**QUESTIONS ET CONSIGNES**:
A. D'après l'extrait sur Curion, répondez brièvement à chaque question sur sa propre ligne, en reprenant les repères (i), (ii) et (iii).
(i) De quel titre les troupes de Curion le saluent-elles dans son camp de Bagrada ?
(ii) Combien de soldats de leur compagnie accompagnent les deux centurions marses qui passent dans le camp d'Attius Varus ?
(iii) Dans quelle ville Sext. Quinctilius Varus s'était-il trouvé avant de passer en Afrique ?
B. Recopiez mot pour mot le passage de l'extrait sur Curion qui va de "XXVIII. Dans l'armée" jusqu'à "et le sien." inclus.

**DOCUMENT SOURCE**:
—————
XXVI. Cela fait, Curion se retira à son camp de Bagrada, où il fut salué imperator par les acclamations unanimes de ses troupes. Le lendemain, il les mena vers Utique, et campa près de la ville. Ses retranchements n'étaient pas achevés, que la cavalerie de garde vint l'avertir qu'il arrivait à Utique un renfort considérable de fantassins et de chevaux envoyés par Juba : déjà on apercevait un nuage de poussière, et bientôt parut l'avant-garde. Curion, étonné, détache sa cavalerie pour soutenir le premier effort et arrêter leur marche, tandis qu'il se hâte de rappeler les légions occupées aux travaux du camp, et les range en bataille. Le combat s'engage entre les cavaliers ; et, avant que les légions eussent pu se développer et prendre leur poste, les troupes du roi, embarrassées et en désordre, parce qu'elles marchaient sans défiance, prennent la fuite. Leur cavalerie échappa presque tout entière, en se retirant à la hâte dans la ville, le long du rivage ; mais on tua un grand nombre de fantassins.

XXVII. La nuit suivante, deux centurions marses quittent le camp de Curion avec vingt-deux soldats de leur compagnie, et passent dans celui d'Attius Varus. Soit flatterie, soit qu'ils le crussent en effet (car on croit aisément ce que l'on désire, et l'on espère trouver dans les autres ses propres sentiments), ils affirment à Varus que l'armée n'a nulle affection pour Curion ; qu'il s'agirait seulement de mettre les soldats en présence et à portée de se parler. Varus, persuadé par ces paroles, tire le lendemain matin ses légions du camp ; Curion fait de même : n'étant séparés que par un vallon étroit, ils rangent l'un et l'autre leurs troupes en bataille.

XXVIII. Dans l'armée de Varus était Sext. Quinctilius Varus, qui, nous l'avons dit plus haut, s'était trouvé à Corfinium. César l'ayant laissé aller, il était passé en Afrique : or Curion avait amené avec lui ces mêmes légions qui se soumirent alors à César ; c'était, à l'exception de quelques centurions, les mêmes rangs, les mêmes manipules. Quinctilius prit de là occasion de leur parler : il se montre devant leurs lignes, et les conjure «de ne point perdre le souvenir du premier serment prêté à Domitius et à lui-même son questeur ; il les prie de ne pas tourner leurs armes contre ceux qu'ils ont vus partager avec eux les souffrances et les dangers d'un siège ; de ne point combattre, enfin, pour des hommes qui leur donneraient le titre injurieux de transfuges». Il leur fit espérer des marques de sa générosité s'ils suivaient le parti d'Attius et le sien.
—————
**DONNÉES FOURNIES**:
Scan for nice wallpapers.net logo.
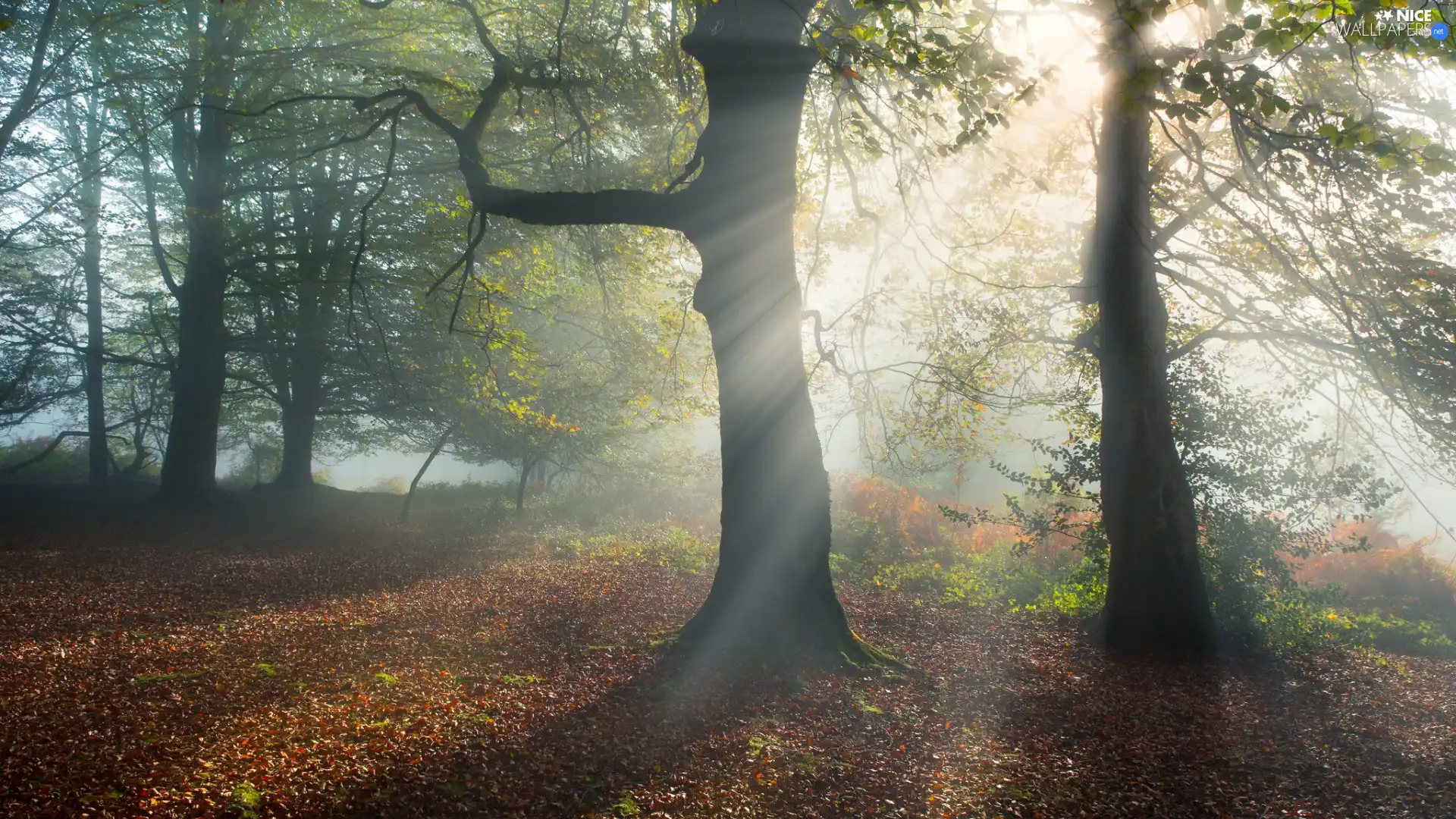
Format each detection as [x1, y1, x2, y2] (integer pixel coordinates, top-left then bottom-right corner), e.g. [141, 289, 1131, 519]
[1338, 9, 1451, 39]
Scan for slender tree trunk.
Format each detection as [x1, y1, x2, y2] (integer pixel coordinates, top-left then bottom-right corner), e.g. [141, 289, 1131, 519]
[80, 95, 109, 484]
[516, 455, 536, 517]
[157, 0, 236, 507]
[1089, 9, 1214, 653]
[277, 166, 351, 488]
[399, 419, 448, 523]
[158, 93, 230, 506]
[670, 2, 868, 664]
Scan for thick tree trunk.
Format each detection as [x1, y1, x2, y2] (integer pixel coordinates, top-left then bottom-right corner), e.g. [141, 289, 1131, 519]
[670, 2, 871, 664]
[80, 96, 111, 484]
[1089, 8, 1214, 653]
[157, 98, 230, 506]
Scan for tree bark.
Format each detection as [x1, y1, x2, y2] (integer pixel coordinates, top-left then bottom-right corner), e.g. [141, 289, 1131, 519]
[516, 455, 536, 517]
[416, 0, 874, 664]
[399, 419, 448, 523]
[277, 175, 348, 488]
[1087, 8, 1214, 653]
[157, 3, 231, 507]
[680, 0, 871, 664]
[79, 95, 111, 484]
—————
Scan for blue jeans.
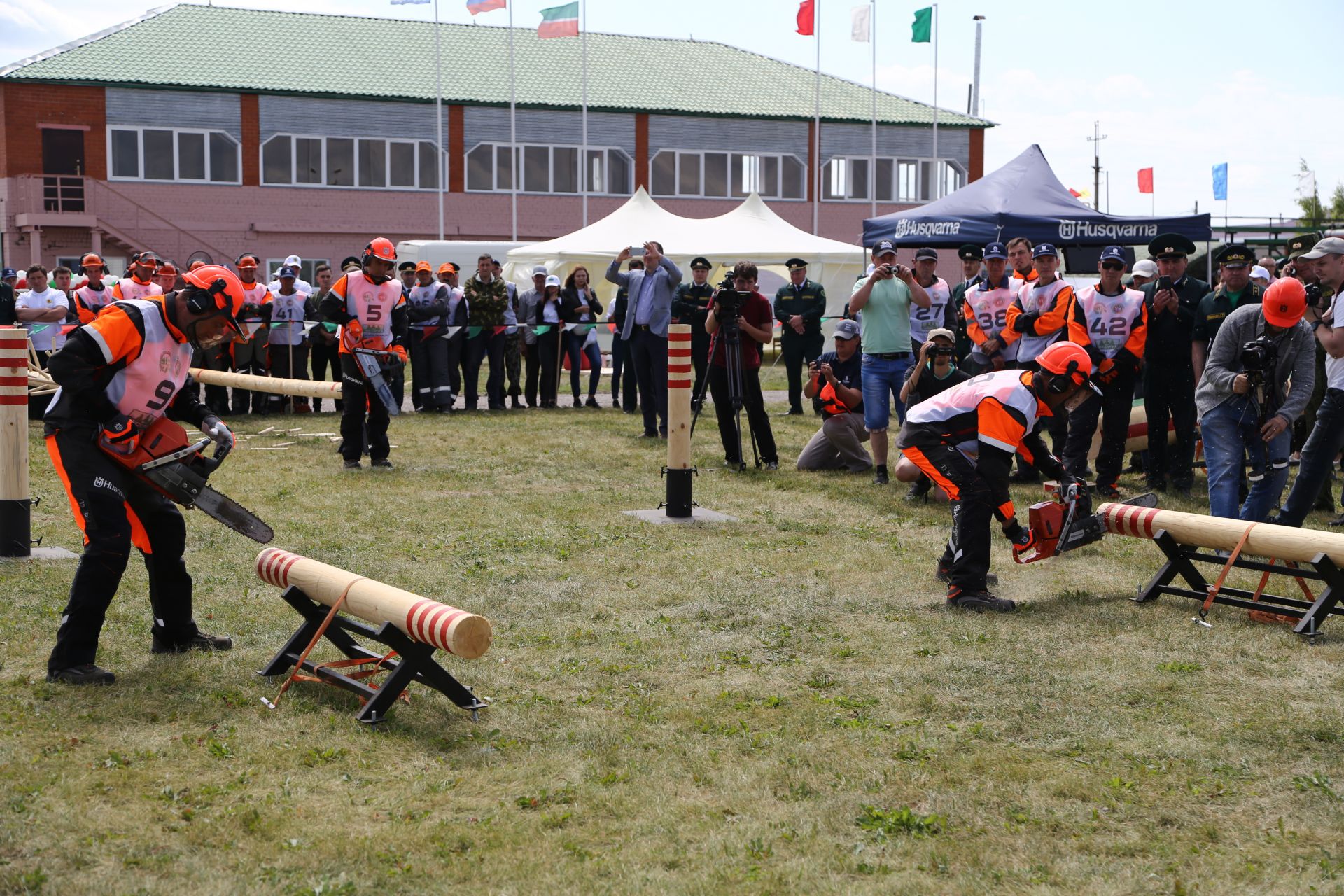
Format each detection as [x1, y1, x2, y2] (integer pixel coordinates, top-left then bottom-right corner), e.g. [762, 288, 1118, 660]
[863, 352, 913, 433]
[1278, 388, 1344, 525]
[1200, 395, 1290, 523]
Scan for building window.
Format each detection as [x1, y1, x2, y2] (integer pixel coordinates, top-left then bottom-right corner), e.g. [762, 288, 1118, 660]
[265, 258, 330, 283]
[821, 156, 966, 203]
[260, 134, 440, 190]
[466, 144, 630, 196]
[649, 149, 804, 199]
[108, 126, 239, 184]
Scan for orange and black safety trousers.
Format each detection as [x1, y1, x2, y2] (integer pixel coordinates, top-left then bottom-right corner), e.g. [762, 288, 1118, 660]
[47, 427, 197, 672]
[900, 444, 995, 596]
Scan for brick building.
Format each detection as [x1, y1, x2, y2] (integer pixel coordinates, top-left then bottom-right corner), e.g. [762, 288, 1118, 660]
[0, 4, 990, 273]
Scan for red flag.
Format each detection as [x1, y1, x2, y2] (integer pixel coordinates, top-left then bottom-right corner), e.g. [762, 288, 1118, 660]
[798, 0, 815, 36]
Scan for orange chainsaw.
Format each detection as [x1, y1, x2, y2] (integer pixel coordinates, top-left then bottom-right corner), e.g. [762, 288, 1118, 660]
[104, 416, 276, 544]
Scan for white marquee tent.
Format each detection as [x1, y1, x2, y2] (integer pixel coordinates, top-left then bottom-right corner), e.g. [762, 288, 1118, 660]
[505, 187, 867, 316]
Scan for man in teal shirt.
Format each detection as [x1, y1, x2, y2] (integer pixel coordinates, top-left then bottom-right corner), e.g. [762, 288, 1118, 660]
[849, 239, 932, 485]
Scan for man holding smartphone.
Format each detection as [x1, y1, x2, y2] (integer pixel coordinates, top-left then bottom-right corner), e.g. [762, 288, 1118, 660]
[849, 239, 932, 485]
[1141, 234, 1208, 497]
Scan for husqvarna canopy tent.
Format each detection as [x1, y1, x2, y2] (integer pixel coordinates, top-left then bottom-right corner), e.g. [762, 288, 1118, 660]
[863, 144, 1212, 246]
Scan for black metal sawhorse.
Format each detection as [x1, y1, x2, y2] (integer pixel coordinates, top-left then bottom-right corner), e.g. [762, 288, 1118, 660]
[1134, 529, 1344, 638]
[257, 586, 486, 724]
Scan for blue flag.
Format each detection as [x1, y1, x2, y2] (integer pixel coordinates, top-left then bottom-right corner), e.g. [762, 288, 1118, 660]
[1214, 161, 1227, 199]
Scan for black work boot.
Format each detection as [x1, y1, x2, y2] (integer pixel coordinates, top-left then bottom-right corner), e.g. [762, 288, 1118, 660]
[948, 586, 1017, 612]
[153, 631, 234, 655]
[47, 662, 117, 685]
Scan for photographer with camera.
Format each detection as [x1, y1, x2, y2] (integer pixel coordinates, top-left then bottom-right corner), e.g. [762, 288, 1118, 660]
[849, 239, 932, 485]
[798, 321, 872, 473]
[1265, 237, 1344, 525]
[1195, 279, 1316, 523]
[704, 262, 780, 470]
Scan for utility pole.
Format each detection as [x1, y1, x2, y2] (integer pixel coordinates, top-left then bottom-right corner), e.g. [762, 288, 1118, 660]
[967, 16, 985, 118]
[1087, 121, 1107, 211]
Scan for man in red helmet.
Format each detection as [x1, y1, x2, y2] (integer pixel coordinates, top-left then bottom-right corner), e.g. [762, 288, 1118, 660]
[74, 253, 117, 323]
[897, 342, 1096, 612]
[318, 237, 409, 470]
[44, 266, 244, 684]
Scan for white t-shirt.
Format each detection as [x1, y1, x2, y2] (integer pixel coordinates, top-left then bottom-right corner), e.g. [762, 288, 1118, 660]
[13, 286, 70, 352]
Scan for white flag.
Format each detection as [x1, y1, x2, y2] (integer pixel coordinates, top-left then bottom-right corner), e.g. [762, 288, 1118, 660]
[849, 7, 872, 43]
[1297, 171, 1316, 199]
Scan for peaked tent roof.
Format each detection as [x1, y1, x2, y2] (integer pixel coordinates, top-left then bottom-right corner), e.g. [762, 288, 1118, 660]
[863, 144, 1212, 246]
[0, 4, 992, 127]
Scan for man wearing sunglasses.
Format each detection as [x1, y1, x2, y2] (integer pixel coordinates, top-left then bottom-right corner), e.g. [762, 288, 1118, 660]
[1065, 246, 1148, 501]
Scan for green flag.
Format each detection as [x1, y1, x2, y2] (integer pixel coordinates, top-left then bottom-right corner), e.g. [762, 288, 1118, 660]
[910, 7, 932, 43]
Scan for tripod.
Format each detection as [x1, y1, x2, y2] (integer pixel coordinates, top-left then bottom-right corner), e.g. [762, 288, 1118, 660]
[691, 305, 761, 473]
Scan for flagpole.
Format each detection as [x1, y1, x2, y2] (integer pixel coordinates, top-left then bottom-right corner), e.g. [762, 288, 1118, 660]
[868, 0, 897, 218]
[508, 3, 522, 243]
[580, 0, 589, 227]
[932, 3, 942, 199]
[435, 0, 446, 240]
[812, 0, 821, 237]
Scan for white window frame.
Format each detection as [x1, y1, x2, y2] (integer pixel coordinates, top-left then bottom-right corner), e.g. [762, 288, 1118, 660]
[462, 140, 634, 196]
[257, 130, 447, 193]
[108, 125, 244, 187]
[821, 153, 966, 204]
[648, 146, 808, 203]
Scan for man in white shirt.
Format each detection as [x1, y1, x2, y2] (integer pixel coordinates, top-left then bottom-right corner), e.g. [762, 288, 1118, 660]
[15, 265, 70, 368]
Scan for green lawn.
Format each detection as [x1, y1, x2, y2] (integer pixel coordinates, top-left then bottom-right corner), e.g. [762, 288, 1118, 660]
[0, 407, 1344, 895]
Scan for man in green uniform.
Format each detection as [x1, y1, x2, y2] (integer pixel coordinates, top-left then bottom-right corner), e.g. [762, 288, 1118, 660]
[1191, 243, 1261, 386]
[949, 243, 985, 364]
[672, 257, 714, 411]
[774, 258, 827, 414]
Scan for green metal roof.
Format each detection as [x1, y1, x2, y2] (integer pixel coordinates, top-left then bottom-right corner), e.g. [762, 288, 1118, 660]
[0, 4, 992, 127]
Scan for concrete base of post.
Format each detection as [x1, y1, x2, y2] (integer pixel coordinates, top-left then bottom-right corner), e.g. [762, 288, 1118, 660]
—————
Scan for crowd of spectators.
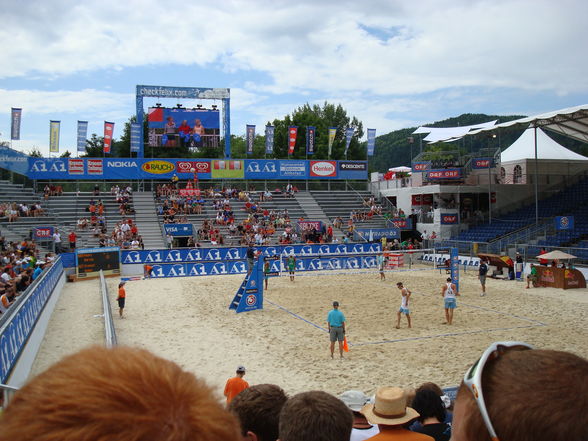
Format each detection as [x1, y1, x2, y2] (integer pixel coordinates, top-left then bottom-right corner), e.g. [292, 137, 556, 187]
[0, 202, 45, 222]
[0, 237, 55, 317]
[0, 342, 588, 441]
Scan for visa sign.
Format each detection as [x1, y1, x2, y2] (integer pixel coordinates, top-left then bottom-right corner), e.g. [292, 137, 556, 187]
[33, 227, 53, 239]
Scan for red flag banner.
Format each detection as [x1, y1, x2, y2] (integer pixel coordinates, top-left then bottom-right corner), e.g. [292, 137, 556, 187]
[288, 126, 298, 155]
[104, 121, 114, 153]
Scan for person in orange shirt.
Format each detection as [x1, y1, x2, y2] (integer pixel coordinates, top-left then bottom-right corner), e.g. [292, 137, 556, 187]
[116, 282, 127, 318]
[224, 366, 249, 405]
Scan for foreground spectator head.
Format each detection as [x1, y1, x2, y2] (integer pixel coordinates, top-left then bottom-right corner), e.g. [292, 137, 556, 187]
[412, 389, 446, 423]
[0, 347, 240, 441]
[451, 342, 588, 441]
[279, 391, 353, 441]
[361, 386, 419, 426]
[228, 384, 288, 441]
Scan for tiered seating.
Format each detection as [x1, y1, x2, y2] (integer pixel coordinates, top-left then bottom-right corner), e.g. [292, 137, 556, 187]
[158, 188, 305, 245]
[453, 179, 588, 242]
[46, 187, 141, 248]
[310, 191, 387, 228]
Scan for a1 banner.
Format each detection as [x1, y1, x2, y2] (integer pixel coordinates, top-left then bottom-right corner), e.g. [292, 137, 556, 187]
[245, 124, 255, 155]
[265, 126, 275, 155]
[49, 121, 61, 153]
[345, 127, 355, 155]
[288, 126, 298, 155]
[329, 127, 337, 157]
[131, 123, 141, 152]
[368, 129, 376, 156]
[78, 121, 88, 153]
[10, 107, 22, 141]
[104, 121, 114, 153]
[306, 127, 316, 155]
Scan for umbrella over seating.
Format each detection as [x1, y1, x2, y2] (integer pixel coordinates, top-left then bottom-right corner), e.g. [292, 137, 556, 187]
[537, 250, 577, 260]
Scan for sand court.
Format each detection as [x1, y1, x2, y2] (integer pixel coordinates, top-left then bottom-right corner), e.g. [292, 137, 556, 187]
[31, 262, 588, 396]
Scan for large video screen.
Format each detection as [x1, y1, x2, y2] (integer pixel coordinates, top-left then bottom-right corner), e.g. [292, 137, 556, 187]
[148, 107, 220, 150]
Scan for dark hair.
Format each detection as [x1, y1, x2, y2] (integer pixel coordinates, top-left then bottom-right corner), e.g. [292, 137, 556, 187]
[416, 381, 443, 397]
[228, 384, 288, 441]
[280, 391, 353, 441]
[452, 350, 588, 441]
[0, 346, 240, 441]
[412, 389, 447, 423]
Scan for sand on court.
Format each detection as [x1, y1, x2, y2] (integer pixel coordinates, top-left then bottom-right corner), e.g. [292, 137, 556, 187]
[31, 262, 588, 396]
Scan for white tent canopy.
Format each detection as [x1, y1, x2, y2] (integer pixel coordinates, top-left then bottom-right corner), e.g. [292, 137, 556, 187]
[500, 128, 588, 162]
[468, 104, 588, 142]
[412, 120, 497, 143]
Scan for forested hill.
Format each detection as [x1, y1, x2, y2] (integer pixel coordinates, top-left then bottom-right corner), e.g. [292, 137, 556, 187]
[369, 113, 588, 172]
—————
**LES RÉPONSES**:
A.
(i) Le titre d'imperator.
(ii) Vingt-deux soldats.
(iii) À Corfinium.

B.
XXVIII. Dans l'armée de Varus était Sext. Quinctilius Varus, qui, nous l'avons dit plus haut, s'était trouvé à Corfinium. César l'ayant laissé aller, il était passé en Afrique : or Curion avait amené avec lui ces mêmes légions qui se soumirent alors à César ; c'était, à l'exception de quelques centurions, les mêmes rangs, les mêmes manipules. Quinctilius prit de là occasion de leur parler : il se montre devant leurs lignes, et les conjure «de ne point perdre le souvenir du premier serment prêté à Domitius et à lui-même son questeur ; il les prie de ne pas tourner leurs armes contre ceux qu'ils ont vus partager avec eux les souffrances et les dangers d'un siège ; de ne point combattre, enfin, pour des hommes qui leur donneraient le titre injurieux de transfuges». Il leur fit espérer des marques de sa générosité s'ils suivaient le parti d'Attius et le sien.